**PROBLEM REQUIREMENTS:**
Report how many lines in the data include the string "white", and add nothing else.

**DATA:**
________________________

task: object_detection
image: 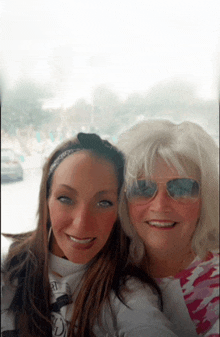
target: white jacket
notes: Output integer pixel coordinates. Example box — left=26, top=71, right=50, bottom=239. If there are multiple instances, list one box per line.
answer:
left=1, top=253, right=178, bottom=337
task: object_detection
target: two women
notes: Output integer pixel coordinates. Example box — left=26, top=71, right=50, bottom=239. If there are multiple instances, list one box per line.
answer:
left=1, top=133, right=177, bottom=337
left=118, top=120, right=219, bottom=337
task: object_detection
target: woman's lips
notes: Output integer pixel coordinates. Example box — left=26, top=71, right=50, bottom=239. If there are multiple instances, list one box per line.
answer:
left=69, top=235, right=95, bottom=244
left=67, top=235, right=96, bottom=250
left=147, top=221, right=178, bottom=229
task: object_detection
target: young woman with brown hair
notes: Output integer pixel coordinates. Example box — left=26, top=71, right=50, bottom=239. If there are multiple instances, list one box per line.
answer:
left=1, top=132, right=177, bottom=337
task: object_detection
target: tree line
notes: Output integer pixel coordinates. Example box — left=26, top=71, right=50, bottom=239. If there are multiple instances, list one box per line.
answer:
left=1, top=79, right=218, bottom=147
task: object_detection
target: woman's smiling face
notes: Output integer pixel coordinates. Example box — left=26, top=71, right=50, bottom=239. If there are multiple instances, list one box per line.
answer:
left=48, top=151, right=118, bottom=264
left=128, top=157, right=201, bottom=257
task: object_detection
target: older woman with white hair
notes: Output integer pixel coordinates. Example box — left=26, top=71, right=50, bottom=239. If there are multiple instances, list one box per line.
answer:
left=118, top=120, right=219, bottom=337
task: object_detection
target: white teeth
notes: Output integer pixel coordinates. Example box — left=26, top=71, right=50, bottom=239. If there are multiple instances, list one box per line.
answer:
left=69, top=236, right=94, bottom=244
left=148, top=221, right=176, bottom=228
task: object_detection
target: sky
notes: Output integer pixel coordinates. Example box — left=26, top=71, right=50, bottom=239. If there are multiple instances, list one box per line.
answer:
left=0, top=0, right=220, bottom=108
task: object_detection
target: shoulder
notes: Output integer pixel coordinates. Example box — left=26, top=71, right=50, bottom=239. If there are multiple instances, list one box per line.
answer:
left=154, top=254, right=219, bottom=337
left=1, top=268, right=17, bottom=332
left=1, top=251, right=23, bottom=311
left=179, top=252, right=219, bottom=289
left=121, top=277, right=160, bottom=305
left=98, top=278, right=177, bottom=337
left=114, top=278, right=162, bottom=320
left=1, top=271, right=17, bottom=310
left=112, top=277, right=160, bottom=315
left=177, top=253, right=219, bottom=336
left=1, top=272, right=17, bottom=334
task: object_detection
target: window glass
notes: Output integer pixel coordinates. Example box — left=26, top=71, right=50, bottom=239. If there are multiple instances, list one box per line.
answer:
left=1, top=0, right=219, bottom=255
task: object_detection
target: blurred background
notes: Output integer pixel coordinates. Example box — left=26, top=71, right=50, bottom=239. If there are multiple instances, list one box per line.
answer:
left=1, top=0, right=219, bottom=254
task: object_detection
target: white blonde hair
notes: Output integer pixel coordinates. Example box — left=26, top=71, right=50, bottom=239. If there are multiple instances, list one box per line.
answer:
left=118, top=119, right=219, bottom=262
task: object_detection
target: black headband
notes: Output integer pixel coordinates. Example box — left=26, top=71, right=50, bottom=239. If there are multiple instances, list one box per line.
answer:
left=46, top=132, right=124, bottom=198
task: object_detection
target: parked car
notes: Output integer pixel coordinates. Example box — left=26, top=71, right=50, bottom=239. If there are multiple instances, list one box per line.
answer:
left=1, top=149, right=23, bottom=181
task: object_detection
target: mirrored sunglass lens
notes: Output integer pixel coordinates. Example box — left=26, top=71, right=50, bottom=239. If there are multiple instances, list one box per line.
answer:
left=167, top=179, right=199, bottom=199
left=127, top=180, right=157, bottom=200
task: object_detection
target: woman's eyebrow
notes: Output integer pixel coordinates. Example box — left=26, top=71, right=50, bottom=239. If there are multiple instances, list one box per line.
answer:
left=59, top=184, right=77, bottom=193
left=96, top=190, right=118, bottom=196
left=59, top=185, right=117, bottom=196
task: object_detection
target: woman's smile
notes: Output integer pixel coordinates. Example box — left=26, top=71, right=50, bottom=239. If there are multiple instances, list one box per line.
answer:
left=146, top=220, right=177, bottom=229
left=68, top=235, right=96, bottom=244
left=67, top=234, right=96, bottom=250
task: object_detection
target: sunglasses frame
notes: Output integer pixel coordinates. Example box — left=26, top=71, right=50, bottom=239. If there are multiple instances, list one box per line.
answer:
left=126, top=178, right=200, bottom=203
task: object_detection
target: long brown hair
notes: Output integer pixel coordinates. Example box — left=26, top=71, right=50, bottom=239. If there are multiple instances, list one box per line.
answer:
left=2, top=133, right=162, bottom=337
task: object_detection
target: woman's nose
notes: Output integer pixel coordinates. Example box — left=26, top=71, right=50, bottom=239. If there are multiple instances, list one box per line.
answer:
left=149, top=187, right=172, bottom=212
left=71, top=204, right=93, bottom=231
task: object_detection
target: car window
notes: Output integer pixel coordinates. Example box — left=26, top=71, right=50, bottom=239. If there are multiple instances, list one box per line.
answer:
left=1, top=0, right=219, bottom=255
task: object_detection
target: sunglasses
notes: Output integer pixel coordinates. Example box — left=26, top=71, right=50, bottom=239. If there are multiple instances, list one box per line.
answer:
left=126, top=178, right=200, bottom=203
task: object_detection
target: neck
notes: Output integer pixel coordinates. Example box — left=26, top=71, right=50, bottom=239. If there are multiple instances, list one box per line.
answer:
left=146, top=248, right=196, bottom=278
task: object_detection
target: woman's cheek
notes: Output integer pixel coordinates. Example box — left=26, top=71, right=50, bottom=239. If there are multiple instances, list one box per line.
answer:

________________________

**RESULT OF THE TASK:**
4